__Text provided__.

--- START ---

Now that the plants are back on Earth, scientists at WCSAR will analyse them to learn if growing in the weightless environment of free-fall had any ill effects

"Most importantly, we need to see how many seeds were produced," Zhou says. Comparing the fecundity of the space-grown plants to a control group grown under identical conditions on the ground will tell researchers whether the conditions of growth - such as temperature, moisture, and fertiliser concentrations - were indeed optimal.

"The second thing we need to do is conduct a final chemical analysis of the seeds to find out if there was a different phytochemistry involved," Zhou says. (Phytochemistry is a term for the chemical make-up of a plant.) If there is a difference, it would likely be caused by the weightless environment where the plants were gardened, he added.

These seeds will be preserved for use in a similar experiment to be flown to the ISS by a shuttle flight currently scheduled for November 2001. Half of the seeds in that experiment will be from this space-grown batch, and the other half will be regular Earth-grown seeds. Comparing the plants and seeds produced in this follow-up experiment will tell scientists whether the conditions of space have any effect on subsequent generations of plants.

Eventually gardens could become a routine part of space travel. "NASA has announced a plan to sustain a long-term human presence in space," notes Zhou. What are those astronauts going to eat? "Are they going to eat all dehydrated food, or are they going to get some fresh salad crops?" he asks.

Salads and vegetables are not only good nutrition, but they could also offer an important psychological boost to diners who have spent a long time in space. Eating reconstituted foods from plastic bags is bound to grow tiresome eventually. Fresh lettuce or broccoli might be a welcome change - even for kids.

Plants in space won't only be a source of food -- they'll have other jobs to do as well, playing a critical role in cutting-edge life support systems.

An Arabidopsis plant with tiny seed pods at the top. The small size of the plant was part of the reason researchers chose it for the experiment aboard the ISS, where physical space is at a premium.

On Earth, photosynthetic organisms like plants and algae provide a natural life support system for the planet's many life forms. Plants and algae use energy from light to split water molecules into hydrogen and oxygen. Then they combine the hydrogen with carbon dioxide to make sugars, which serve as food. Oxygen is released into the air as "waste." This serves as a perfect compliment to other life forms such as animals and fungi, which use the oxygen and respire carbon dioxide.

Taking a cue from nature, scientists at NASA's Johnson Space Centre and Kennedy Space Centre are pioneering next-generation "bioregenerative" life support systems, which use plants rather than machines to perform the chemistry of life support.

Not only do plants release precious oxygen, they can also help recycle drinking water. After some processing, nutrient-rich waste-water can be used to water and fertilise the plants. Much of the water absorbed by the roots will evaporate from the leaves as pure water vapour. Condensing this water vapour. out of the air creates virtually pure, distilled water that can be used for drinking.

While elegant in theory, the fine details of such a system must be worked out before plants and people can live in a successful space-symbiosis. Learning to grow many generations of plants in space is an early step toward that goal.

Many research teams at NASA and NASA-sponsored university projects are experimenting with plant growth for space missions, but Zhou's team is the only one at the moment that's actually growing plants in space from seed to seed.

By mimicking the cycles of nature, "bioregenerative" life support systems may someday provide food, oxygen, and water to spacefarers for long-term missions.

"What WCSAR and industry are doing is rather unique," Zhou says. But researchers hope it will soon be common. Fast-growing plants that thrive from generation to generation in orbit will surely produce the seeds from which human exploration of space will spring.

--- END ---

__Referring expression data__.
--- START ---

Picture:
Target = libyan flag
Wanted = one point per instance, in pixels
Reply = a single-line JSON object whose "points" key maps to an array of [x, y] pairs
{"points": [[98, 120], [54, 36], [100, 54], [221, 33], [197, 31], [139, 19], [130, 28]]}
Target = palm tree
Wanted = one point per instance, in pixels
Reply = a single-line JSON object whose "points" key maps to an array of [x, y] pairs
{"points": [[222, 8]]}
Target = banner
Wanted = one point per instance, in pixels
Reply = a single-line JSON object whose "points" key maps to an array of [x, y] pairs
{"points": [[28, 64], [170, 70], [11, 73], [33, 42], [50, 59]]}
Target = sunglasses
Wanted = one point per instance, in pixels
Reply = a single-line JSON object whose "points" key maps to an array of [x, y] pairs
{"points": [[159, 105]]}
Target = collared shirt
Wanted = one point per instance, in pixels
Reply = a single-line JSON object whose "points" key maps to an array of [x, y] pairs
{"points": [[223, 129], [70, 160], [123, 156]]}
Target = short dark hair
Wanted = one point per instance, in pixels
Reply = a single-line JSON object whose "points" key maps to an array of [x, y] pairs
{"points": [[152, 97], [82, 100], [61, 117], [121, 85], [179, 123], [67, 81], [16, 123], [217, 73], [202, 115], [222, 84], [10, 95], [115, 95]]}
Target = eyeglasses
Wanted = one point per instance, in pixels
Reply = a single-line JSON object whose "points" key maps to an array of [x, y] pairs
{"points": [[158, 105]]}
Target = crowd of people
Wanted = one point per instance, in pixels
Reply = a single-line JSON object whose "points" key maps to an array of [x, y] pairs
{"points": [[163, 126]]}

--- END ---

__Work to complete__.
**A.** According to the article on growing plants in space, why will the follow-up experiment for the ISS use half space-grown seeds and half regular Earth-grown seeds? Answer in one to three sentences.
**B.** Answer these questions from the article on growing plants in space:
(i) When is the shuttle flight for the follow-up experiment currently scheduled?
(ii) At which two NASA centers are scientists pioneering "bioregenerative" life support systems?
(iii) What does the article say the term "phytochemistry" means?
The rows above play no part in what is asked here.

__Expected outputs__.
**A.** Comparing the plants and seeds produced from the two batches will tell scientists whether the conditions of space have any effect on subsequent generations of plants.

**B.**
(i) November 2001.
(ii) Johnson Space Centre and Kennedy Space Centre.
(iii) The chemical make-up of a plant.